• _Exercise_: Once you find the line with "Target: crystal druzy pocket" in the entries below, return exactly every line from it through the line with "fingers in the picture above.".

[Referring expression pointing data]
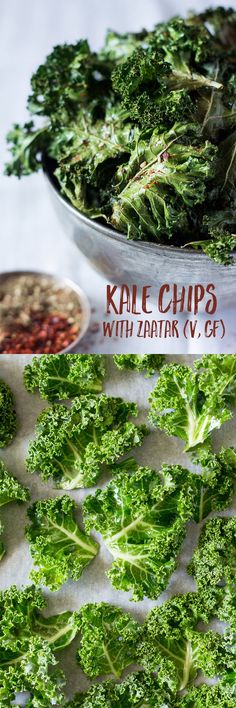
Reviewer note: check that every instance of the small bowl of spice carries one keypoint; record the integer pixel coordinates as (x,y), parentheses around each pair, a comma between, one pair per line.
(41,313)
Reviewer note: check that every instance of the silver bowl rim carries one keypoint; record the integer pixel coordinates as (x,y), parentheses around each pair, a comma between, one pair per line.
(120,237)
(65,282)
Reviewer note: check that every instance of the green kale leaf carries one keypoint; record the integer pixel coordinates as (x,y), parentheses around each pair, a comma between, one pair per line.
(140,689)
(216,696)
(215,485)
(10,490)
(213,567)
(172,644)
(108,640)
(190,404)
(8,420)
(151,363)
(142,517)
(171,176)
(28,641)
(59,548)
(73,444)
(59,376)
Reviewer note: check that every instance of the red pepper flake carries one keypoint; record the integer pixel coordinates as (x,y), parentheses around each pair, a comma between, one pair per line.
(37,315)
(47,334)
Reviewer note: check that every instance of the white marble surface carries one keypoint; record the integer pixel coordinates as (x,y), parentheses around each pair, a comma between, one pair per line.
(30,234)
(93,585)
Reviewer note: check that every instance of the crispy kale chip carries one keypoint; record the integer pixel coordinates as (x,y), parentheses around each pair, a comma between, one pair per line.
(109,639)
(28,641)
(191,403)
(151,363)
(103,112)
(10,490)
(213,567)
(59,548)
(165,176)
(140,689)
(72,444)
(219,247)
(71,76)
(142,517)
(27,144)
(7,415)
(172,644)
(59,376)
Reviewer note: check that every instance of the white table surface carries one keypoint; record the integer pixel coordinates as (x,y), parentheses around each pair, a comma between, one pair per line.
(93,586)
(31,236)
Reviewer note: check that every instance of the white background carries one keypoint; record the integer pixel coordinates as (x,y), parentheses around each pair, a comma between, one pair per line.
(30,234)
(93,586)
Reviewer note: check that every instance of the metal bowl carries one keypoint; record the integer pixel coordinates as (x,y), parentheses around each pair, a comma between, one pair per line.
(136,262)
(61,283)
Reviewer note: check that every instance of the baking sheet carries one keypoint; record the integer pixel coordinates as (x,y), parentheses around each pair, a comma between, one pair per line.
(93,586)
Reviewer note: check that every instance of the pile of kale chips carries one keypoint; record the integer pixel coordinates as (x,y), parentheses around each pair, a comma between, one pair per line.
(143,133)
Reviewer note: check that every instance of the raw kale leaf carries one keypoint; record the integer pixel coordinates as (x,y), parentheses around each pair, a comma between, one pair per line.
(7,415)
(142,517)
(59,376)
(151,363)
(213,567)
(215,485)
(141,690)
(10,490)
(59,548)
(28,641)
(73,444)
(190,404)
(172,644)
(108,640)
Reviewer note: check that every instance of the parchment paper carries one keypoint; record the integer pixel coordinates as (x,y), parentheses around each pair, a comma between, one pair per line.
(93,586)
--
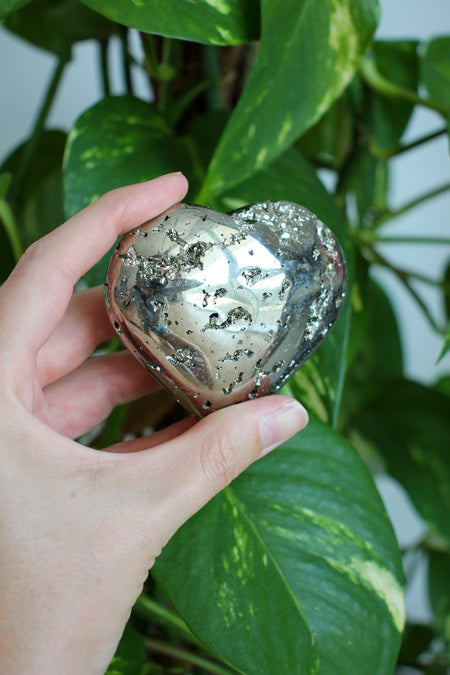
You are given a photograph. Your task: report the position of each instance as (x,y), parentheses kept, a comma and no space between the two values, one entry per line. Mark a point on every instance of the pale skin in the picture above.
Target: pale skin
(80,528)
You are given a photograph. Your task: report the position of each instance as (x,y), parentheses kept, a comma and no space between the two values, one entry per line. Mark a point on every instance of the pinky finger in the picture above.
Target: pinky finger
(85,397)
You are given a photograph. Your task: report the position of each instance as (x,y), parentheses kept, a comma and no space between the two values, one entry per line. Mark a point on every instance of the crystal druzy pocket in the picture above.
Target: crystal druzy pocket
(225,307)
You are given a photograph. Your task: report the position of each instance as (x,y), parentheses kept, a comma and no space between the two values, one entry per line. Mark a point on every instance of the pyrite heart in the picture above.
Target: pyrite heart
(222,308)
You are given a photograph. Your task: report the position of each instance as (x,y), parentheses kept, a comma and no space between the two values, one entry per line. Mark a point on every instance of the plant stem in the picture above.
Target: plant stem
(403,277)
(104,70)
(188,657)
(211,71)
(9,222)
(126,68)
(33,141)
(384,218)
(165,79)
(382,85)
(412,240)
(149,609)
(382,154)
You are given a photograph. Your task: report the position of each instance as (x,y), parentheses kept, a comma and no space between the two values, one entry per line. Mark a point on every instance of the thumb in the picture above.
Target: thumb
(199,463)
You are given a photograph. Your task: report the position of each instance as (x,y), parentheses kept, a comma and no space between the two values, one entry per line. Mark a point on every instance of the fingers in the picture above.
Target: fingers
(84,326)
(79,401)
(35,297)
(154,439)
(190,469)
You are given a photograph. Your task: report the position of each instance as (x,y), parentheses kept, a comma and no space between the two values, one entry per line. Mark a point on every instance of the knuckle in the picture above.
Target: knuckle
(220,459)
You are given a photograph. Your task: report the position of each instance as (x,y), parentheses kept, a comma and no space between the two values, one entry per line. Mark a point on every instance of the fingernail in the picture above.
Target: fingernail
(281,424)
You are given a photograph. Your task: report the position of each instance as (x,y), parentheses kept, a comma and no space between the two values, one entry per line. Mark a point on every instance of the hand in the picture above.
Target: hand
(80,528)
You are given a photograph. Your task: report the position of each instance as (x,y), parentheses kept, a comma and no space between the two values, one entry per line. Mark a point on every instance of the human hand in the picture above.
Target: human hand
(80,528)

• _Exercise result_:
Target: crystal druzy pocket
(225,307)
You are given a photograph. Your task: report the position of each instance as (x,y), parentheses kept, a comma and no space between the two values, one entry per line. Mark a point on every instance of the pyrite heart in the picture above.
Target: pyrite heart
(222,308)
You are given a photograph. Your task: report the position of each instance as (x,y), parentheses kept, a comma and no space between the two values, one entry per line. Mark a point on every instance of the plant stem in the picture above.
Target: plant stem
(403,277)
(104,70)
(188,657)
(211,71)
(9,222)
(126,68)
(33,141)
(384,218)
(165,79)
(382,85)
(412,240)
(149,609)
(382,154)
You are given a photograph. Your task: report the position of each instance as (x,y), parentheses kept, a comma and no space between the two values, one entry per line. Mark a point on every instance of the thumb in the picture above.
Target: thumb
(199,463)
You are given a photograph. Your task: report the position of each instance as (x,y), parentheses kept, a comma and no space between the two values, one entry per line. Mark a point on every instance of the fingers in the picture above.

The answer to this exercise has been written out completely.